Short problem 1: According to the news report on Reconciliation Day, how many life-size bronze wagons make up the monument at Blood River?
Short problem 2: In the news report on Reconciliation Day, rename "Afrikaners" as "Voortrekkers" and give the passage from "Strydom told the" up to and including "election in 1994." with that change.

Document section:
JOHANNESBURG, South Africa (Reuters) -- South Africa's Reconciliation Day on Saturday showed deep divisions among the nation's white population: rising racial tension galvanized some to publish a declaration of collective guilt while others paid homage to apartheid.

A group of prominent white South Africans formally declared collective guilt for apartheid and launched a fund at Cape Town's St George's Cathedral to help poor blacks and try to narrow a widening racial gap just six years into democracy.

At the same time rightwingers gathered at an apartheid-era monument erected at Blood River in KwaZulu-Natal province to celebrate the original reason for the public holiday -- the routing of Zulus warriors by Afrikaners on December 16, 1838.

Convicted racist murderer Barend "White Wolf" Strydom presided over the ceremony and launched an "apartheid bible" at the monument of 64 life-size bronze wagons on land many white Afrikaners still consider holy.

Strydom, who was sentenced to death but later granted amnesty for killing seven black people in a 1989 shooting spree in Pretoria, said the new bible reinstated apartheid references justifying separate rule that had been stripped out of a 1933 version.


Strydom told the domestic news agency SAPA that the bible would find a ready market at the December 16 celebrations near Vryheid, in northern KwaZulu-Natal.

It was here 162 years ago that thousands of Zulu warriors attacked a circle of wagons that the Afrikaners defended with muzzle-loading rifles and three tiny cannon.

The Afrikaners prayed ahead of the battle and made a pact with their God to keep the day holy and build a monument on the scene if they won.

According to historical accounts some 3,000 Zulu warriors were killed, turning the Ncome River red with their blood, while only three Afrikaners were wounded. The river was renamed Blood River.

The anniversary, known under white rule as The Day of Vow, was the holiest for South Africa's white Afrikaner minority throughout 48 years of apartheid, which ended with the country's first all-race election in 1994.

Stored rows:
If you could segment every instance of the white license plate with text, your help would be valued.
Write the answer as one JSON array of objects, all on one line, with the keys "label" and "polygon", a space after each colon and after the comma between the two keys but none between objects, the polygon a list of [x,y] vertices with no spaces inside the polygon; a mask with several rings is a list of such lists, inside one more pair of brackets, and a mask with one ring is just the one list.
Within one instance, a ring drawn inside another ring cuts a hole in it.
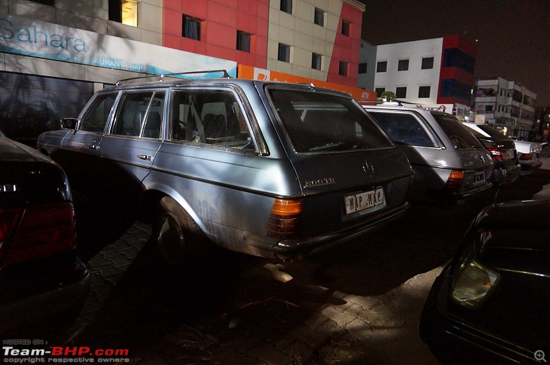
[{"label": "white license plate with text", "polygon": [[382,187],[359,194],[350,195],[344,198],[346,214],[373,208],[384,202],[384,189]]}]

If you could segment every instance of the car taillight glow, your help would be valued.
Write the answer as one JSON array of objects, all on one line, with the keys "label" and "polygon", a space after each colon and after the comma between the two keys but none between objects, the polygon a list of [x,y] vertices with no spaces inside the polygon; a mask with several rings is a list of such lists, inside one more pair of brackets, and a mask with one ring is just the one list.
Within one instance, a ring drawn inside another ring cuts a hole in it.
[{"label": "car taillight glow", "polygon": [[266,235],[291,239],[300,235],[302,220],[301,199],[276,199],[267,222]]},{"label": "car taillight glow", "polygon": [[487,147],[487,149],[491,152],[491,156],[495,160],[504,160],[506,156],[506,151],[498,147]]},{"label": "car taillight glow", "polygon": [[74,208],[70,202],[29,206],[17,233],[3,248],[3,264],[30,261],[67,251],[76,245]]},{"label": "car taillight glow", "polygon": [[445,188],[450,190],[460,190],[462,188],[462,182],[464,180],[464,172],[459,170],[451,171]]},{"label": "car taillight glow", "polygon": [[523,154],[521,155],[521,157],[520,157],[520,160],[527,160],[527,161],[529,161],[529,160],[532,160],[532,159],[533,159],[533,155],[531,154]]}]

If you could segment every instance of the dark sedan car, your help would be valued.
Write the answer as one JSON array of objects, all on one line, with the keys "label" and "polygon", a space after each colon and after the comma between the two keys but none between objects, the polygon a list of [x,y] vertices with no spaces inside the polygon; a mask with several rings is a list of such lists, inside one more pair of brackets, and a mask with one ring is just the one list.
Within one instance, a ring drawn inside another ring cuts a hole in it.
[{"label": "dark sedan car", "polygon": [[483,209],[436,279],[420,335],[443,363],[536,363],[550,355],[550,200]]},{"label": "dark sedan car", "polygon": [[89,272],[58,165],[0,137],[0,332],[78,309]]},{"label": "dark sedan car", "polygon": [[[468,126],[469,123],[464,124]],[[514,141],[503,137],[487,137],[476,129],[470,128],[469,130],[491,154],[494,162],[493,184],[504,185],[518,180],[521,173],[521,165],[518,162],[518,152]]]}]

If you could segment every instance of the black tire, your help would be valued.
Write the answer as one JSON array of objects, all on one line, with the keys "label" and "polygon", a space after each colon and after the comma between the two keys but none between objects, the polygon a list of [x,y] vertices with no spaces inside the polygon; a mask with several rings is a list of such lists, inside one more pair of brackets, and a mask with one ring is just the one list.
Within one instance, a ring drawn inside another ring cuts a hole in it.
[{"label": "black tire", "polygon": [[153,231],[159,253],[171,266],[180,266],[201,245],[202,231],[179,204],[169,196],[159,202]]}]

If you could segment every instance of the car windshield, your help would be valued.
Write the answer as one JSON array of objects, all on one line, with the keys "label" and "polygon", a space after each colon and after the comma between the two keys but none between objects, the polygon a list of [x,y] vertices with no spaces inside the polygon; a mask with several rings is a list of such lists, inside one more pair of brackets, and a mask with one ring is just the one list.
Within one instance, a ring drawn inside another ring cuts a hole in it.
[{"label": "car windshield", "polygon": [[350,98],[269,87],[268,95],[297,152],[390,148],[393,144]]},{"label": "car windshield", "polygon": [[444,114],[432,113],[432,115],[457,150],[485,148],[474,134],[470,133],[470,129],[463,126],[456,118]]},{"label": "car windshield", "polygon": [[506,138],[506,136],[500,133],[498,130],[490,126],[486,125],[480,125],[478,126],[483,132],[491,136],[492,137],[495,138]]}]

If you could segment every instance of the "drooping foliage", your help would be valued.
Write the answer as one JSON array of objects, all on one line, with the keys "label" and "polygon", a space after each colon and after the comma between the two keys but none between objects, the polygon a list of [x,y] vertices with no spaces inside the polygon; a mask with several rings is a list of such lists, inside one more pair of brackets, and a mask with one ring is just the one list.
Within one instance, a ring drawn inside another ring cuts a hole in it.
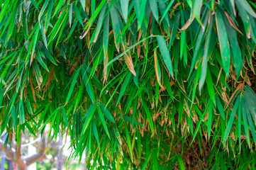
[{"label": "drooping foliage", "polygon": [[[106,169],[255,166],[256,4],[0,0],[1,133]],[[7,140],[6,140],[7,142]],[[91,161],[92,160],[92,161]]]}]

Exercise answer 1: 64

Exercise answer 2:
Strydom told the domestic news agency SAPA that the bible would find a ready market at the December 16 celebrations near Vryheid, in northern KwaZulu-Natal.

It was here 162 years ago that thousands of Zulu warriors attacked a circle of wagons that the Voortrekkers defended with muzzle-loading rifles and three tiny cannon.

The Voortrekkers prayed ahead of the battle and made a pact with their God to keep the day holy and build a monument on the scene if they won.

According to historical accounts some 3,000 Zulu warriors were killed, turning the Ncome River red with their blood, while only three Voortrekkers were wounded. The river was renamed Blood River.

The anniversary, known under white rule as The Day of Vow, was the holiest for South Africa's white Afrikaner minority throughout 48 years of apartheid, which ended with the country's first all-race election in 1994.